TASK INSTRUCTIONS ->
Reproduce the entries in full, with no changes.

Point labeling dataset excerpts:
────────────────────
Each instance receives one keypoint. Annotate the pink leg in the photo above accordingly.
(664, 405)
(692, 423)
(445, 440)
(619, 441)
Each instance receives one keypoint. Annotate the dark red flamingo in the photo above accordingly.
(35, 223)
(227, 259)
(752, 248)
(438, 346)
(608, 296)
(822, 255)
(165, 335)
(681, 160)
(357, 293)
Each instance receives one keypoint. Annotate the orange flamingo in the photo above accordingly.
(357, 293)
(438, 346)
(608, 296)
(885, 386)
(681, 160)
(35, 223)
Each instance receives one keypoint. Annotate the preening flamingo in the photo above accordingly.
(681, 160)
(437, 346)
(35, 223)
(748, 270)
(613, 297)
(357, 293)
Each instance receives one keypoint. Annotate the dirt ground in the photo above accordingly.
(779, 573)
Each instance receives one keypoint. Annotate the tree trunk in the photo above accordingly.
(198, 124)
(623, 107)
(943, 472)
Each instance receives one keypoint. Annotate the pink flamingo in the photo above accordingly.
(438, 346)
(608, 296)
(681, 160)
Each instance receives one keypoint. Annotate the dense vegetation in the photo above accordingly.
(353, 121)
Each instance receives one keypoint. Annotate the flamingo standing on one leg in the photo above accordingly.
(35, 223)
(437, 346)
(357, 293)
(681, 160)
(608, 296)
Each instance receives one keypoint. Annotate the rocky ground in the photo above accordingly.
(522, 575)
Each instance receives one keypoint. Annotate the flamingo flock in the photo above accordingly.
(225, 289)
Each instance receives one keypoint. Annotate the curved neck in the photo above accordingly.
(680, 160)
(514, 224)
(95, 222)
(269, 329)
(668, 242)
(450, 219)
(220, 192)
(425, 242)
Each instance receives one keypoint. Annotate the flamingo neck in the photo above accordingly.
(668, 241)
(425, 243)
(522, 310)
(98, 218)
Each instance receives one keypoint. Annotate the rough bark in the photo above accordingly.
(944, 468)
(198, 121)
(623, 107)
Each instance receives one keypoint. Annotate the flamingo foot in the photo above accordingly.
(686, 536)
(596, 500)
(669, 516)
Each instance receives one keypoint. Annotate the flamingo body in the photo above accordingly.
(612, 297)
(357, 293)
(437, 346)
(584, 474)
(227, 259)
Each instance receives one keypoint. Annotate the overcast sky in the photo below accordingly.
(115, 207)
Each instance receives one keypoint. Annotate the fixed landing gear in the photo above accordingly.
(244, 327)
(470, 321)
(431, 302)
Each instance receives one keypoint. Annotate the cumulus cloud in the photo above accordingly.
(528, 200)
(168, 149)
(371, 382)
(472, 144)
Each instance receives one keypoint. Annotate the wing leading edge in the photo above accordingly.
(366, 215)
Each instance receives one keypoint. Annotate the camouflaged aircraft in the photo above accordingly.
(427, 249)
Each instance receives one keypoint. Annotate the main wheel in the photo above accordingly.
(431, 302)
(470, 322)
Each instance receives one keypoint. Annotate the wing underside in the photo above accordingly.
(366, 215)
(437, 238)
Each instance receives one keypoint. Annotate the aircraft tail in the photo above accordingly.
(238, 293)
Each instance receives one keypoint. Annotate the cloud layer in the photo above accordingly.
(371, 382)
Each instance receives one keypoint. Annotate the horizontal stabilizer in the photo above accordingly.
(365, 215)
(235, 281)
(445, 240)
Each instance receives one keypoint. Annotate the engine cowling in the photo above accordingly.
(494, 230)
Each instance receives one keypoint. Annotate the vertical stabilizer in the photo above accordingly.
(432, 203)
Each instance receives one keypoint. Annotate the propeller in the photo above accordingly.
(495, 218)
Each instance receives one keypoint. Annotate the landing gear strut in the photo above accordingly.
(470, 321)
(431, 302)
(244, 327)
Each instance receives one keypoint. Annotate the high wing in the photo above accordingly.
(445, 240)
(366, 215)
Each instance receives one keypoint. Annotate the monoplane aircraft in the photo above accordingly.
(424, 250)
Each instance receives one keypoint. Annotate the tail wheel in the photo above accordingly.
────────────────────
EXPECTED OUTPUT ->
Each instance receives one keypoint. Annotate the pink leg in the photo above accordingly.
(664, 405)
(692, 423)
(445, 440)
(619, 441)
Each instance receives one keypoint. Annotate the dark red flamingo in the photo above accordingly.
(35, 223)
(227, 259)
(752, 248)
(438, 346)
(608, 296)
(822, 255)
(165, 335)
(681, 160)
(357, 293)
Each instance receives one keypoint. Annotate the orange flamingo in the photo above accordingly.
(357, 293)
(438, 346)
(608, 296)
(885, 386)
(681, 160)
(35, 223)
Each instance receives one keypoint. Annotate the preening flamingo in the photo above accordingly.
(681, 160)
(437, 346)
(35, 223)
(748, 270)
(613, 297)
(357, 293)
Each instance receives one keypoint. Annotate the dirt ground in the photo above accordingly.
(779, 573)
Each instance receives one keypoint. Annotate the tree trunk in the photo above accordingly.
(198, 124)
(623, 107)
(943, 472)
Each instance receives one keypoint. Annotate the pink flamingo in the photo above accordingly.
(438, 346)
(608, 296)
(681, 160)
Each instance receives one keypoint. Annotate the dense vegetation in the photo above accordingly.
(353, 121)
Each instance receives one keypoint. Annotate the flamingo standing on one leg in the photo above accordingly.
(35, 223)
(437, 346)
(357, 293)
(681, 160)
(608, 296)
Each instance receives one keypoint. Annotate the rocky ground in the photo above accordingly.
(522, 575)
Each instance receives one keypoint. Annotate the flamingo flock in the photo above accordingly.
(225, 289)
Each instance receives one keypoint. Annotate the curved neck in the photo above accordingly.
(680, 160)
(514, 224)
(95, 222)
(269, 329)
(668, 242)
(450, 219)
(220, 192)
(425, 242)
Each instance receives one keypoint. Annotate the flamingo neck in the photo above accordingly.
(668, 241)
(425, 243)
(522, 310)
(98, 218)
Each instance receives one keypoint. Annotate the rough bark in the photo above accordingly.
(944, 468)
(198, 121)
(623, 107)
Each instance receives one keypoint. Annotate the flamingo foot in the photo above accordingly.
(686, 536)
(596, 500)
(669, 516)
Each instance receives one keypoint. Annotate the flamingo body in the photo above accordingly.
(612, 297)
(357, 293)
(437, 346)
(584, 474)
(227, 259)
Each instance receives one keypoint. Annotate the overcast sky in the photo below accordingly.
(115, 207)
Each instance receives one keypoint. Annotate the fixed landing gear in the photo above accordingly.
(244, 327)
(470, 321)
(431, 302)
Each instance receives one keypoint. Annotate the cumulus cloud in the photo above accordingly.
(528, 200)
(168, 149)
(371, 382)
(472, 144)
Each instance receives one keypoint. Annotate the wing leading edge in the photo above accordingly.
(366, 215)
Each instance receives one keypoint. Annotate the camouflaged aircraft in the photo above accordingly.
(427, 249)
Each instance receives one keypoint. Annotate the main wheel in the photo above accordingly.
(431, 302)
(470, 322)
Each instance receives one keypoint. Annotate the wing underside in the photo above accordingly.
(366, 215)
(437, 238)
Each instance receives one keypoint. Annotate the aircraft tail in the photo above accordingly.
(238, 293)
Each instance receives one keypoint. Annotate the cloud layer in the photo above accordingly.
(371, 382)
Each instance receives one keypoint. Annotate the horizontal stabilizer in the photo above accordingly.
(365, 215)
(235, 281)
(445, 240)
Each instance receives one keypoint. Annotate the engine cowling in the photo above accordingly.
(494, 230)
Each instance receives one keypoint. Annotate the vertical stabilizer in the photo above accordingly.
(432, 203)
Each instance receives one keypoint. Annotate the propeller in the photo above accordingly.
(495, 218)
Each instance receives one keypoint. Annotate the landing gear strut in the photo above accordingly.
(470, 321)
(431, 302)
(244, 327)
Each instance receives one keypoint. Annotate the high wing in the photo above accordingly.
(445, 240)
(366, 215)
Each instance receives one keypoint. Annotate the monoplane aircraft in the photo above accordingly.
(424, 250)
Each instance receives one keypoint. Annotate the tail wheel in the photo above accordingly.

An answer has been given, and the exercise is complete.